▶ [AIM A]
Which lines of the records contain the word "thin"? List each of them, treating uppercase and lowercase as different.

RL data is mostly sequential, its not an iid data, Consecutive samples are highly correlated.
Reward R(t) is a scalar feedback signal.
Indicates how well agent is doing at step t.
The agent's job is to maximize cumulative reward.
Even if you multiple goals you probably need to formulate it in some weighting scheme so that the result is a scalar.
It's a framework for sequential decision making, actions may have long term consequences. you may sacrifice short term gains for long term rewards.
From the agent's perspective, at a time step t , the agent recieves an observation o(t) , recieves reward r(t) and executes action a(t). While from the environments perspective it recieves action a(t), emits observation o(t+1) and emits scalar reward r(t+1).
History is the sequence of observations, actions and rewards.
Stste is the information use decide to keep so that you can decide your next action.
Major Components of a RL agent :
Policy : Behaviour function, What you decide to do . Policies can be deterministic or stochastic .
Value Function :How good is each state / action. Is the prediction of the future reward. Used to evaluate the goodness/badness of states, and therefore to select between actions. There's two kind of value function, State value and action value. there's a discounting process.
Model : agent's representation of the environment, A model predicts what the environment will do next.
Two fundamental problems in RL: Learning and planning.
Prediction : Evaluate the future, given a policy.
Control : Optimize the future, i.e find the best policy.
In order to solve a control problem you need to solve a prediction problem .
Markov Decision Process
Fully observable env, there are partially observable mdp's as well.
A Markov Decision Process is a tuple < S,A,P,R,gamma >
S is a finite set of states, A is a finite set of actions, R is a reward function, gamma is a discount factor. P is the probability that you got to state s' when you are in state s given the action and the state. The action is some cases is definite but most often you get a distribution for your action. Its not deterministic.
A policy is a distribution over actions given states.
A policy fully defines the behaviour of an agent
We will assume that policies are stationary (time-independent)
Model Free RL
Most problems MDP is unknown.
Model Free RL can be done through Monte-Carlo Learning, work but take time. In monte carlo you go till the end then take the gain and update.
Another method is temporal-Difference learning, A moving average approach. Ultimately use weighted average of all future steps.
Directly solve the control problem.
Exploration vs Exploitation problem.
Lecture 2 - Reinforcement Learning
Papers and reading :-
- Sutton & Barto, RL: An intro
- Q Learning
- nature DQN paper
- deep rl bootcamp , https://sites.google.com/view/deep-rl-bootcamp/lectures
Optimal Value Function : Sum of discounted rewards when starting from state s and acting optimally . The policy can be stochastic.
Q values : Expected utility starting in s and taking action a.
Sampling based approximation : Because sometimes you cant explore all states.
Q Learning.
Exploration and Exploitation
Deep RL
Use DNNs to represent value function, policy and model . Optimize loss function by stochastic gradient descent.
DQN in Atari [ Use NN to represent Q Function]
Gorila ( General Reinforcement Learning Arch)
DPN , Use NN to represent the policy , Uses policy gradient

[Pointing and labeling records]
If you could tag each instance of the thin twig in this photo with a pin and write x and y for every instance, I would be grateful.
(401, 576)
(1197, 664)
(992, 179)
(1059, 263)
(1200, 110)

▶ [AIM B]
Answer these questions about the reinforcement learning notes, one per line:
(i) What two fundamental problems in RL do the notes name?
(ii) What tuple is a Markov Decision Process defined as?
(iii) Under Deep RL, what is the loss function optimized by?

▶ [PROBLEM SOLUTION A]
If you could tag each instance of the thin twig in this photo with a pin and write x and y for every instance, I would be grateful.

▶ [PROBLEM SOLUTION B]
(i) Learning and planning.
(ii) < S,A,P,R,gamma >
(iii) Stochastic gradient descent.